Obiettivo 1: Secondo il passo citato, perché occorre mettersi in ascolto? Rispondi in una o due frasi.
Obiettivo 2: Trascrivi dal passo citato la parte che si apre con le parole contenenti "Quella del Vangelo" e si chiude con "con gli orecchi.".

Le parole del Vangelo di oggi risuonano piene di verità proprio per denunciare queste situazioni: “Trascurando il comandamento di Dio, voi osservate la tradizione degli uomini.” Per l’evangelista è importante questa rivendicazione della primazia del comando divino sulle tradizioni degli uomini. Se vogliamo evitare il formalismo dietro al quale si cela il vuoto, occorre mettersi in ascolto. Nell’ascolto Dio si rivela e nella risposta di fede nasce la conoscenza e l’amore. All’inizio di ogni rapporto con Dio vi è la Parola che rivela il suo volto misterioso e nell’accoglienza della Parola inizia la salvezza per l’uomo.
Quella del Vangelo è una Parola che da la vita, e, nello stesso tempo, una Parola che domanda di essere vissuta. Se Dio parla a noi, come non accogliere la sua Parola? La Bibbia ripete per ben 1153 volte l’invito ad ascoltarlo. Ma l’ascolto di cui parla la Bibbia è fatto più con il cuore che con gli orecchi.
 
Molti uomini e donne del nostro tempo non percepiscono dalla Parola di Dio quella pienezza del cuore che essa merita. Sono molti, troppi, coloro che pur praticando per tradizione norme di comportamento ritenute cristiane, non conosco Gesù come Salvatore e Redentore dell’uomo e lo relegano, indifferenti, nella sua solitudine. E il Maestro non ha mancato di esprimerlo con parole assai dure: «Bene ha profetato Isaìa di voi, ipocriti, come sta scritto: “Questo popolo mi onora con le labbra, ma il suo cuore è lontano da me. Invano mi rendono culto”.

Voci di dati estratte
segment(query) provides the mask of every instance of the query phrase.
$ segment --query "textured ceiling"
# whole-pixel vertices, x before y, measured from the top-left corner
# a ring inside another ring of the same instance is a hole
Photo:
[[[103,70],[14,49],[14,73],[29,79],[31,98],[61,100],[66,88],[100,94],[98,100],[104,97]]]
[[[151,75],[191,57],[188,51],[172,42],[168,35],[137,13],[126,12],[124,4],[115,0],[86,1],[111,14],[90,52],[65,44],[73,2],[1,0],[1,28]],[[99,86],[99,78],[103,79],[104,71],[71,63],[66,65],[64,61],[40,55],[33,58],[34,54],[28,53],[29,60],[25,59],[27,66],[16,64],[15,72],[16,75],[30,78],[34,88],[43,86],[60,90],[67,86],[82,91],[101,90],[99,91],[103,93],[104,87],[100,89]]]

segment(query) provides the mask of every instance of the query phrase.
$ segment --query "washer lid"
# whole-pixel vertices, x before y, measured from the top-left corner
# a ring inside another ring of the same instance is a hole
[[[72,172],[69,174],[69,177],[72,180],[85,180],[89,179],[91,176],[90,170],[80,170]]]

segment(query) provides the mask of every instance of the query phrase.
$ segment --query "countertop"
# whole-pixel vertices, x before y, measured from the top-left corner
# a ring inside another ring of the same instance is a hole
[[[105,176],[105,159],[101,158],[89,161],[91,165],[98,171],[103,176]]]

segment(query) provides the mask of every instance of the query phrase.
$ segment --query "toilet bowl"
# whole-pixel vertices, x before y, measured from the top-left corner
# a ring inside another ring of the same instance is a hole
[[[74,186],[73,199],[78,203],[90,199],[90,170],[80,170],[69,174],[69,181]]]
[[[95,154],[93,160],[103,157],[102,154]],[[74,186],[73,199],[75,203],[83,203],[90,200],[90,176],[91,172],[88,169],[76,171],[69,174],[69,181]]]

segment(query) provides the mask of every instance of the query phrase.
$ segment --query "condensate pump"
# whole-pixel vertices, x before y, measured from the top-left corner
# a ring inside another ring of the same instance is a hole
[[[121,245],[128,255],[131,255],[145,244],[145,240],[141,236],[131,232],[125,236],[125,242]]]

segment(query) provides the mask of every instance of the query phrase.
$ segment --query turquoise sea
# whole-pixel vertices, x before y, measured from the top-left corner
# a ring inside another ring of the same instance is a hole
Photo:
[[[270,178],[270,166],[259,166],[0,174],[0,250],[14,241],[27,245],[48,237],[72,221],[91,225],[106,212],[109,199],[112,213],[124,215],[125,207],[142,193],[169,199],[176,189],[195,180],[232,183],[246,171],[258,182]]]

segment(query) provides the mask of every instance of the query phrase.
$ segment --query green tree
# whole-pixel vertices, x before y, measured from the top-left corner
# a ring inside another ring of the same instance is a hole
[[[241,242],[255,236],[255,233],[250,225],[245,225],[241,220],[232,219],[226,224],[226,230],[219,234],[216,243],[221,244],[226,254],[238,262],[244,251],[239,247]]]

Risposta 1: Occorre mettersi in ascolto per evitare il formalismo dietro al quale si cela il vuoto. Nell'ascolto, inoltre, Dio si rivela.

Risposta 2:
Quella del Vangelo è una Parola che da la vita, e, nello stesso tempo, una Parola che domanda di essere vissuta. Se Dio parla a noi, come non accogliere la sua Parola? La Bibbia ripete per ben 1153 volte l’invito ad ascoltarlo. Ma l’ascolto di cui parla la Bibbia è fatto più con il cuore che con gli orecchi.